Required work
Please copy out the following lines word for word, changing nothing.

Data supplied
"""
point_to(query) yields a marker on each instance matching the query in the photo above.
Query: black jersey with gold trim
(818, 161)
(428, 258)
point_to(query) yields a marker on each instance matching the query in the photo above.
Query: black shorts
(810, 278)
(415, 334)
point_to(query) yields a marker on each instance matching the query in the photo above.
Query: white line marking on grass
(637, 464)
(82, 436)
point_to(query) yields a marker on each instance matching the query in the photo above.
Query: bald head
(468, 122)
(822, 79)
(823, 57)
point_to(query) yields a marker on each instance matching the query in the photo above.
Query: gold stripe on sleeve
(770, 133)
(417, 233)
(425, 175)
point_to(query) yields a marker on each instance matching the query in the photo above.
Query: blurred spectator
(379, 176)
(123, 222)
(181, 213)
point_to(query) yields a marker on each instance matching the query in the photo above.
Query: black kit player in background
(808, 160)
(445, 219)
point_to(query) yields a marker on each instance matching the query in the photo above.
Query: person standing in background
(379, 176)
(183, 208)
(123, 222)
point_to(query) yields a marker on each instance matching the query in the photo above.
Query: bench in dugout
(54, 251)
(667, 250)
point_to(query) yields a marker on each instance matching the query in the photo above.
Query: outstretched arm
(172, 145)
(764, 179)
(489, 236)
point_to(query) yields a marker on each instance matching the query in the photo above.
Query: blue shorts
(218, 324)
"""
Task solution
point_to(query) yields a marker on each instance matching the query in the photo above.
Query: black jersey with gold trim
(818, 161)
(428, 258)
point_to(query) yields a marker on each instance matching the query in the photo above.
Query: black shorts
(810, 278)
(415, 334)
point_to(query) yields a marker on each instance matching the query in the photo above.
Query: white line marking on grass
(637, 464)
(82, 436)
point_to(query) yields a marker on each instance matching the query in the photo above.
Query: bald head
(468, 122)
(822, 79)
(823, 57)
point_to(query) yields a marker on each instance matching the query in the photo above.
Query: gold stripe on sleeve
(770, 133)
(417, 233)
(425, 175)
point_to(query) yields a marker on each instance matching the query in the photo above.
Query: blurred spectator
(379, 176)
(123, 222)
(181, 213)
point_to(query) yields a marker on each instance matching the query in the photo above.
Query: black kit player in background
(808, 160)
(445, 219)
point_to(query) yields a marker on each instance matching the query in the photo above.
Query: person standing in background
(379, 176)
(183, 208)
(123, 222)
point_to(query) yields a marker on each instance matching the query in the photo above.
Query: bench in dugout
(54, 251)
(667, 250)
point_to(query) yields a marker on each instance matching the query in the photo above.
Query: outstretched arm
(172, 145)
(764, 179)
(489, 236)
point_to(query) yields a marker on each instance matching the query in the photo above.
Query: blue shorts
(218, 324)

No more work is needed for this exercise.